In the microinsurance passage below, what does the logo of TUW SKOK resemble?

◆ EXERCISE PASSAGE:
═══

Microinsurers need to find ways of convincing the target market that they are indeed trustworthy. Conventional insurers often try to create large, visible headquarters as a way to convey the impression that they are a large and stable company. Located in the centres of towns and cities, the headquarters are often far from the areas where the poor live and work, which is not so useful for the low-income market. For microinsurance, perhaps the most effective way of conveying this message is through branding – associating the

insurer with something that is trusted by the poor. For example:

–  –  –

– The logo of TUW SKOK (Poland) resembles the logos of the credit unions with which it works, to draw a connection between the trust that the members have in their credit unions and the credit unions’ insurance company.

– SEWA has a powerful and trusted image among women in the informal economy that has significantly helped VimoSEWA. Even after difficult periods, such as the Gujurat earthquake when there was a surge of claims that exceeded the microinsurer’s capacity and claims payments took three months or more, members gave VimoSEWA a degree of leeway that would not have been extended to most organizations.

═══

◆ Stored data:
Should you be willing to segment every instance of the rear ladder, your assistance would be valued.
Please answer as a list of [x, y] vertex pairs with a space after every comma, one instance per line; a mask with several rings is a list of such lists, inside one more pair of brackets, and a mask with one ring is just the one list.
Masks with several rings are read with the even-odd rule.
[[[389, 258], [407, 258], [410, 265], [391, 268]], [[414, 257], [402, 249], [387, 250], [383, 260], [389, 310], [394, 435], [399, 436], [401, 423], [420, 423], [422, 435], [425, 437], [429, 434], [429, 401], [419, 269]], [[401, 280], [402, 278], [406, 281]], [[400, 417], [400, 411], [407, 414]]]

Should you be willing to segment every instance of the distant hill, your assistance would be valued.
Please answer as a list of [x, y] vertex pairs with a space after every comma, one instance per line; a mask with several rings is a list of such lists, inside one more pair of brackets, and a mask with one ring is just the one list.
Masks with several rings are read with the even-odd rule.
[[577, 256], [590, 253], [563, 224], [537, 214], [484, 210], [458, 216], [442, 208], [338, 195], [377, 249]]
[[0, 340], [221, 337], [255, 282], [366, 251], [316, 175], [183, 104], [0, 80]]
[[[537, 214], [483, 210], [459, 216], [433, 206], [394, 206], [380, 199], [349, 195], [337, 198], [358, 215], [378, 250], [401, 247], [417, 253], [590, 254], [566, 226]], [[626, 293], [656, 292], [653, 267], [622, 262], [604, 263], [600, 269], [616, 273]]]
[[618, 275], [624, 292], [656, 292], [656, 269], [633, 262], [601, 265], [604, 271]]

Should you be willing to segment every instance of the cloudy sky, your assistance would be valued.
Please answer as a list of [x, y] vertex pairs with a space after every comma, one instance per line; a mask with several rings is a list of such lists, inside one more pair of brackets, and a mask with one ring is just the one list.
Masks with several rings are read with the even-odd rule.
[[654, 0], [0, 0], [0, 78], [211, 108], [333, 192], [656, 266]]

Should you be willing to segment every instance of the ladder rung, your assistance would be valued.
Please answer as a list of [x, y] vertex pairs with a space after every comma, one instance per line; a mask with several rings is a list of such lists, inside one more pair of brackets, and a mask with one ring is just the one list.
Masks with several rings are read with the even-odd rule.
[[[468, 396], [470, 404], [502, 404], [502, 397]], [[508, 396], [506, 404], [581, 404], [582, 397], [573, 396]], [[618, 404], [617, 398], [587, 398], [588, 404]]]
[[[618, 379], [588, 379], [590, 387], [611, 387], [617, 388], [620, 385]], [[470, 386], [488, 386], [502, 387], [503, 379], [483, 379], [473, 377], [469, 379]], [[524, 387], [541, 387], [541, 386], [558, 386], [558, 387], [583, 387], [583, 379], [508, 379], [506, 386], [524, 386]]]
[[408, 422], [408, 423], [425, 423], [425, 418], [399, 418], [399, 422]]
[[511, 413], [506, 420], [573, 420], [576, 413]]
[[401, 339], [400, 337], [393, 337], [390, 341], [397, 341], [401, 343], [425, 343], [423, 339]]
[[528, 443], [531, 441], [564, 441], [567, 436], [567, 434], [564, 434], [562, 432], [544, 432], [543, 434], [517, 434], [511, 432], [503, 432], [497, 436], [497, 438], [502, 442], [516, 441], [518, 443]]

═══

◆ RESULT FOR THIS TASK:
It resembles the logos of the credit unions with which TUW SKOK works.